→ **Prompt**:
Each record beneath this line should be returned exactly as it is.

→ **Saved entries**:
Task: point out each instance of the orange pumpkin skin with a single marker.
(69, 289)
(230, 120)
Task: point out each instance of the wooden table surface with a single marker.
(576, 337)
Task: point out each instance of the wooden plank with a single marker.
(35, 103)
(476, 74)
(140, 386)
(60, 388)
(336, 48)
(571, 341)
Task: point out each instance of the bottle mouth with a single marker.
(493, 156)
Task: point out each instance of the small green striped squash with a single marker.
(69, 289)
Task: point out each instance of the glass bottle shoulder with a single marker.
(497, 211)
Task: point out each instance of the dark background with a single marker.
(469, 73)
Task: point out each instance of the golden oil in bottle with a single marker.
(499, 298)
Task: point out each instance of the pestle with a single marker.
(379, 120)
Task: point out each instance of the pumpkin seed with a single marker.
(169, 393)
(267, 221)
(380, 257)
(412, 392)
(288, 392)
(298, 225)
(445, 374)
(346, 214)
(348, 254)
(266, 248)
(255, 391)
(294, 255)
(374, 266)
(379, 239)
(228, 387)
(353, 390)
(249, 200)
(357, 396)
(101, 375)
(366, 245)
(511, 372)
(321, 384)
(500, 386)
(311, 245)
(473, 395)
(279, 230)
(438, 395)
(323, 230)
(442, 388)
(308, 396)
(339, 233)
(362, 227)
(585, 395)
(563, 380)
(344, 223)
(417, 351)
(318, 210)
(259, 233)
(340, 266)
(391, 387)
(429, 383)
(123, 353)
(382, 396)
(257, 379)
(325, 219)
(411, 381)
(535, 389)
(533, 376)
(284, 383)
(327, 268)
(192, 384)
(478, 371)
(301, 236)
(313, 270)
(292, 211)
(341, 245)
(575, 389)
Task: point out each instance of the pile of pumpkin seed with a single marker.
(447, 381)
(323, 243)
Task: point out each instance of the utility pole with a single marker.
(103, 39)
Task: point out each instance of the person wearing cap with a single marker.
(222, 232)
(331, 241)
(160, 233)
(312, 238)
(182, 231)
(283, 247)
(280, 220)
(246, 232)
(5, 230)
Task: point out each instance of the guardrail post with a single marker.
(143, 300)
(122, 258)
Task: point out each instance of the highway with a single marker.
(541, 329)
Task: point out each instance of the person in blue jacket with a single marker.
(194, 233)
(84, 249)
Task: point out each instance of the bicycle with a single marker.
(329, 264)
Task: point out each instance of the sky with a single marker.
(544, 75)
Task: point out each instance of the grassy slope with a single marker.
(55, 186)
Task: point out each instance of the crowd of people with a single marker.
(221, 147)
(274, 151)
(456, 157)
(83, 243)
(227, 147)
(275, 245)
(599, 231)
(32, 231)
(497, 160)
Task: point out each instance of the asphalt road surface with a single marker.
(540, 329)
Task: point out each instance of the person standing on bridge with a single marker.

→ **Task answer**:
Task: point out each instance of the orange pumpkin skin with a single marker.
(69, 289)
(230, 120)
Task: point out each instance of the wooden table surface with a single marker.
(576, 337)
Task: point out each instance of the wooden plank with a single marker.
(35, 103)
(476, 74)
(140, 386)
(60, 388)
(336, 48)
(571, 341)
Task: point out each instance of the bottle mouth with a single marker.
(493, 156)
Task: point out each instance of the small green striped squash with a single marker.
(69, 289)
Task: point out each instance of the glass bottle shoulder with a single marker.
(497, 211)
Task: point out each instance of the dark background with a single marker.
(469, 73)
Task: point out each instance of the golden oil in bottle with a single marker.
(499, 298)
Task: point out each instance of the pestle with a single marker.
(379, 120)
Task: point out each instance of the pumpkin seed with a single marker.
(169, 393)
(267, 221)
(380, 257)
(412, 392)
(288, 392)
(298, 225)
(445, 374)
(346, 214)
(348, 254)
(266, 248)
(255, 391)
(294, 255)
(374, 266)
(379, 239)
(228, 387)
(353, 390)
(249, 200)
(357, 396)
(101, 375)
(366, 245)
(511, 372)
(321, 384)
(500, 386)
(311, 245)
(473, 395)
(279, 230)
(438, 395)
(323, 230)
(442, 388)
(308, 396)
(339, 233)
(362, 227)
(585, 395)
(563, 380)
(344, 223)
(417, 351)
(318, 210)
(259, 233)
(340, 266)
(391, 387)
(429, 383)
(123, 353)
(382, 396)
(257, 379)
(325, 219)
(411, 381)
(535, 389)
(533, 376)
(284, 383)
(327, 268)
(192, 384)
(478, 371)
(301, 236)
(313, 270)
(292, 211)
(341, 245)
(575, 389)
Task: point out each instance of the pile of pumpkin seed with a single marker.
(447, 381)
(323, 243)
Task: point out each instance of the utility pole with a single marker.
(103, 39)
Task: point out each instance of the person wearing cap with a single marker.
(222, 232)
(331, 241)
(160, 233)
(312, 238)
(182, 231)
(283, 247)
(280, 220)
(246, 232)
(5, 230)
Task: point out each instance of the guardrail post with a single marker.
(143, 300)
(122, 258)
Task: point out each instance of the highway with a single marker.
(541, 329)
Task: point out each instance of the person in blue jacket with a single marker.
(194, 233)
(84, 249)
Task: point out each instance of the bicycle with a single marker.
(329, 264)
Task: point out each instance of the sky with a single marker.
(544, 75)
Task: point out each instance of the grassy slope with a single marker.
(55, 186)
Task: point out each instance of the crowd of people with a single marker.
(221, 147)
(274, 151)
(456, 157)
(83, 243)
(227, 147)
(275, 245)
(599, 231)
(32, 231)
(497, 160)
Task: point out each instance of the asphalt road surface with a single marker.
(540, 329)
Task: point out each instance of the person standing on bridge with a single marker.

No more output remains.